What the exercise asks: If a line in the listing carries the word "objects", return a copy of that line.

Records for the task:
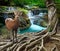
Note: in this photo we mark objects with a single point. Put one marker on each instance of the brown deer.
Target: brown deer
(13, 24)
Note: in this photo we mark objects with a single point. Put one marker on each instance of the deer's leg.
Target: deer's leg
(16, 35)
(13, 35)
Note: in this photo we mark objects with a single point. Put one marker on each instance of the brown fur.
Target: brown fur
(13, 24)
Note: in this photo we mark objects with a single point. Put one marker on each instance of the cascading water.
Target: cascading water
(33, 27)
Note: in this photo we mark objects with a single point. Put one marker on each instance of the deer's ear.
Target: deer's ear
(15, 13)
(21, 13)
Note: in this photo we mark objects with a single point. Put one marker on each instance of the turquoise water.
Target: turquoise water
(32, 28)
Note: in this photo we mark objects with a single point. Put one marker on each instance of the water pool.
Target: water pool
(32, 28)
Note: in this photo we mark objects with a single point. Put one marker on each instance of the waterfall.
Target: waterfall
(31, 17)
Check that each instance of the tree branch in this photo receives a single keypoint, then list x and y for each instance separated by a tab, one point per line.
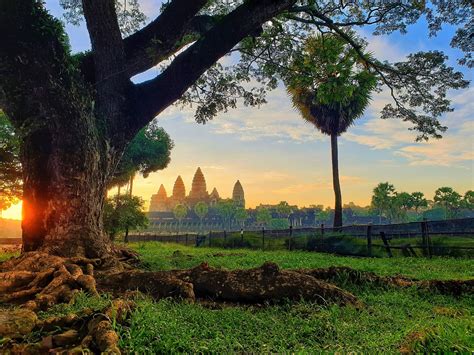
164	35
155	95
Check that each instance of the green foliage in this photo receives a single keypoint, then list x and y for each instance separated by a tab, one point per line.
123	212
468	200
382	198
331	87
449	199
149	151
418	200
10	166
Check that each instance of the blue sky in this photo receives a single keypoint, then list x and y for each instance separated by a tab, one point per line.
277	156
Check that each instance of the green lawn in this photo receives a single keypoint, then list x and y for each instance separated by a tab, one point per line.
392	318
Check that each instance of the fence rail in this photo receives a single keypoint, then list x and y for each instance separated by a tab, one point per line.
449	237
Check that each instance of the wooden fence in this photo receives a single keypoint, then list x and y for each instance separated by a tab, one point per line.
427	238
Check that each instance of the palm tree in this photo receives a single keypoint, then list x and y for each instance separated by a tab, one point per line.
331	89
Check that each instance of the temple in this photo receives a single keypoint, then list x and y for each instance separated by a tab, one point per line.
160	202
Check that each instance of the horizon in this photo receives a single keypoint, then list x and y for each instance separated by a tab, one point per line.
278	157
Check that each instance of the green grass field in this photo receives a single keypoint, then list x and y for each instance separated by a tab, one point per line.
392	319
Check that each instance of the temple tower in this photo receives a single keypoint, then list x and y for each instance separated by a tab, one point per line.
214	197
159	201
179	191
238	194
198	189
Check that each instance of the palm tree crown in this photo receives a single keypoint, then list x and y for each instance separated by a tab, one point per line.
332	87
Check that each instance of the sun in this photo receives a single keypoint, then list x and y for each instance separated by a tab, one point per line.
14	212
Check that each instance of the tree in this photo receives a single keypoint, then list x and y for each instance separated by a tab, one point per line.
382	199
332	92
226	209
263	216
449	199
76	113
180	211
10	166
149	151
468	200
418	200
201	209
122	213
241	216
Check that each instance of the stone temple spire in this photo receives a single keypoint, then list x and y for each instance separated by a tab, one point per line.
198	189
159	201
179	191
238	194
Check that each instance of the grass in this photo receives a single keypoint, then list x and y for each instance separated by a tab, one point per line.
421	321
159	256
391	319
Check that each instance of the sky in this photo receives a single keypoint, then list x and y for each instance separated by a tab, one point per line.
278	157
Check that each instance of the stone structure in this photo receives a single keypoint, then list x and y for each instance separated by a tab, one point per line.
238	194
160	202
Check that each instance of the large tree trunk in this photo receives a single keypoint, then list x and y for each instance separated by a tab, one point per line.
335	182
64	188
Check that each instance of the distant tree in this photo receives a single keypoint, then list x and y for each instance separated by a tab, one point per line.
10	166
468	200
122	213
418	200
382	199
241	216
201	209
180	211
449	199
263	216
226	209
332	90
284	210
279	223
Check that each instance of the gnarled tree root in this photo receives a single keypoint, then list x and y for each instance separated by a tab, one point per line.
41	280
91	331
264	284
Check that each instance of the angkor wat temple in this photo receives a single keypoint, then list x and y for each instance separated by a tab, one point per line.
160	202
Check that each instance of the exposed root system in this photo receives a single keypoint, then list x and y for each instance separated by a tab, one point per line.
71	334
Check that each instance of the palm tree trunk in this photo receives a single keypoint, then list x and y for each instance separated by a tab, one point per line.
335	181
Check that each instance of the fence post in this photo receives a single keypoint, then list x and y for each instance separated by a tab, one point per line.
369	239
290	241
424	238
385	242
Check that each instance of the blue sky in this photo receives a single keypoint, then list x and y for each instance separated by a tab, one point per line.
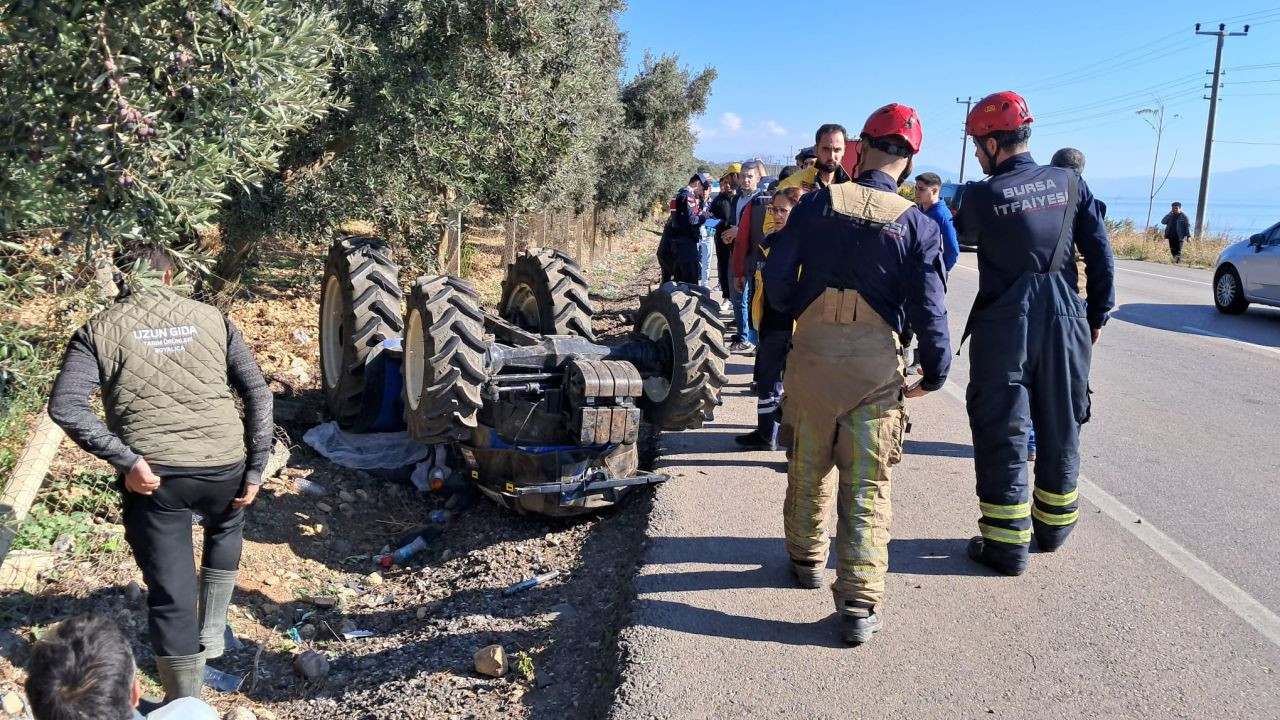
1086	68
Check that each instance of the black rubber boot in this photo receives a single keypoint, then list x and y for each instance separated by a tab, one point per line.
858	624
810	575
1006	563
753	441
182	675
215	596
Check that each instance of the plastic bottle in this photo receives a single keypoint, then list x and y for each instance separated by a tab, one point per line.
403	554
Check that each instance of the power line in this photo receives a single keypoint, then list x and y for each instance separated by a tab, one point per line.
964	136
1183	82
1110	112
1221	35
1243	68
1127	64
1068	73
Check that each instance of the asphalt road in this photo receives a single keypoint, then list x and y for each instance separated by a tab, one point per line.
1164	604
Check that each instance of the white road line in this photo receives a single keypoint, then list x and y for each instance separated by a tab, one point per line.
1164	277
1194	569
1244	342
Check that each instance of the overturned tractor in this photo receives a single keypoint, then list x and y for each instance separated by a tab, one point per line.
540	417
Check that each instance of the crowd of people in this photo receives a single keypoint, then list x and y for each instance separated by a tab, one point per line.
828	276
831	278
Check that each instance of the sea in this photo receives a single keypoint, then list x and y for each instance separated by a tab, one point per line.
1234	219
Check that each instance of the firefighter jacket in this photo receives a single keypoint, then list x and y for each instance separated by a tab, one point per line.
1015	218
863	236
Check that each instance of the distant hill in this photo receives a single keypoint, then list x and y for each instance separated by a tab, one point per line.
1252	185
1247	185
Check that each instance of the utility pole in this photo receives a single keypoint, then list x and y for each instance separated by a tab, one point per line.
1201	205
964	136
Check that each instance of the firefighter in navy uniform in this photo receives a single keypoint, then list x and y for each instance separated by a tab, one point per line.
688	219
1032	336
854	260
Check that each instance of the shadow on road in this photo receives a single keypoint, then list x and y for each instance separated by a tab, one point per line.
707	621
937	449
760	564
1258	326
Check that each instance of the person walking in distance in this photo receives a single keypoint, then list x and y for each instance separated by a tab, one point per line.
775	336
749	177
1178	228
168	367
853	261
1032	336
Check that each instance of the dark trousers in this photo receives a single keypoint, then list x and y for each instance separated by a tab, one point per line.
158	528
1029	363
723	259
771	358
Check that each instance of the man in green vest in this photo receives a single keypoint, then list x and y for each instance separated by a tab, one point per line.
167	367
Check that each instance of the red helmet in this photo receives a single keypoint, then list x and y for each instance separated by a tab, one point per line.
1000	112
897	121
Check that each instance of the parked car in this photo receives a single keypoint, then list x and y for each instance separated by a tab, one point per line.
1248	272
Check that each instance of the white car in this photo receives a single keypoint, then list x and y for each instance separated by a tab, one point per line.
1248	272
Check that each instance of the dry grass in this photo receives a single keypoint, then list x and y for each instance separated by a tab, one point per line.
1155	249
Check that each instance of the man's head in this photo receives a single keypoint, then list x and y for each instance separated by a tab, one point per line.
82	669
752	173
891	137
1000	124
828	146
781	205
1069	158
700	183
927	188
807	158
731	177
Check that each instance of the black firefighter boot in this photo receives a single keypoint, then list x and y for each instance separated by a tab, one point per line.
859	623
1001	561
810	574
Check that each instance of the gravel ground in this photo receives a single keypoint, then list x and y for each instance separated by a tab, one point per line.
307	575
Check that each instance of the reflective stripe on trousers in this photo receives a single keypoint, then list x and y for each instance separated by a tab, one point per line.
844	400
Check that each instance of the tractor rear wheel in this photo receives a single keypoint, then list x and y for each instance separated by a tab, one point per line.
685	324
545	292
444	365
360	308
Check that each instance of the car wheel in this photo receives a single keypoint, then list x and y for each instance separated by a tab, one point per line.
1229	292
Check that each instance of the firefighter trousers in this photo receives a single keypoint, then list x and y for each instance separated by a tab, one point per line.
1029	360
845	404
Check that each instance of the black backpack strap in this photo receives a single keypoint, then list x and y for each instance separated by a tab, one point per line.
1073	205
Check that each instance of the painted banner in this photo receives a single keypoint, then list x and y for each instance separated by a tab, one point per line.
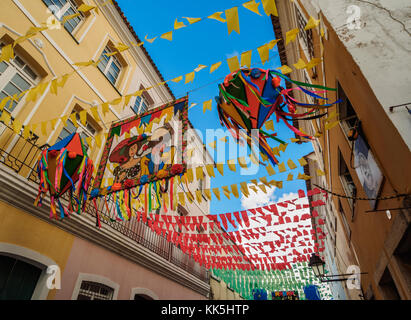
145	148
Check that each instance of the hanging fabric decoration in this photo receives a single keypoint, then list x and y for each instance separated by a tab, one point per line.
59	169
248	98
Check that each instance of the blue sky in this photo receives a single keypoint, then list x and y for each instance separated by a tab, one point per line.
208	42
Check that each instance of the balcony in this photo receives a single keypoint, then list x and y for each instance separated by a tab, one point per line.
20	155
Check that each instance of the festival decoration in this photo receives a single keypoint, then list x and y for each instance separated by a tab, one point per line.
248	97
59	169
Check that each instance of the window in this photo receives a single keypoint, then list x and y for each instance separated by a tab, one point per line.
95	291
15	77
140	106
110	65
348	117
84	131
344	220
18	279
307	35
388	287
346	180
62	8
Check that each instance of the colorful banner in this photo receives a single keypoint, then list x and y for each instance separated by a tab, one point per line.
144	149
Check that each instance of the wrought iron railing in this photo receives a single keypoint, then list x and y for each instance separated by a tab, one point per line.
20	155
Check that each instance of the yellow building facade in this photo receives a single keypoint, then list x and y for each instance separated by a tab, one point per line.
55	59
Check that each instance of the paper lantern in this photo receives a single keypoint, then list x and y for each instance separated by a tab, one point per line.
60	168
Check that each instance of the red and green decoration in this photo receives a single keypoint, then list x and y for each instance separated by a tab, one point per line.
65	167
249	97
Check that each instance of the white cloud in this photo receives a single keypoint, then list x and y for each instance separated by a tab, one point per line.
259	199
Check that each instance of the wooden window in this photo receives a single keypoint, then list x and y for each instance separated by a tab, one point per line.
110	65
63	8
16	76
95	291
85	131
346	180
348	117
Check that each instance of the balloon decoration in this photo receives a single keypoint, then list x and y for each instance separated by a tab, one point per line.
248	97
59	169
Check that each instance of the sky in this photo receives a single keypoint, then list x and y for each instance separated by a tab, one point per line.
208	42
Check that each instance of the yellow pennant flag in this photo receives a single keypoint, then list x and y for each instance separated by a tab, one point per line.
283	147
178	25
285	69
291	164
231	164
207	194
26	132
300	64
242	162
207	105
199	196
17	125
233	64
73	118
270	7
313	62
199	173
7	53
226	191
233	23
168	36
264	53
189	174
252	6
264	180
302	162
220	168
200	67
210	170
270	170
272	43
291	35
69	17
182	198
303	176
217	193
150	40
234	190
312	23
215	66
44	128
83	117
269	125
246	59
4	102
190	77
217	16
192	20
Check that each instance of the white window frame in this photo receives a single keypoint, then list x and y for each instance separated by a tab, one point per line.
94	278
61	12
112	59
7	76
80	129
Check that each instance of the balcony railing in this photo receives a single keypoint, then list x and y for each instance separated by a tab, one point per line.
21	155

Response below:
Note: in this photo we mark objects with a single point. Put one marker on each instance of the brown deer.
Note: in this photo we mark objects with a single point. Put one marker on each instance of the deer's leg.
Note: in this photo we mark objects with a single point. Put one marker on each instance of the brown fur.
Note: in this photo we mark objects with a single point. Put one marker on each instance of the cascading water.
Note: in this photo we mark objects with a single point. Put one marker on each instance of the deer's ear.
Note: in this photo we mark objects with a single point. Put one marker on each instance of the turquoise water.
Note: in this photo we mark objects with a single point. Put one marker on each instance of the water pool.
Note: in this photo we mark objects with a single point. Put one marker on each instance of the waterfall.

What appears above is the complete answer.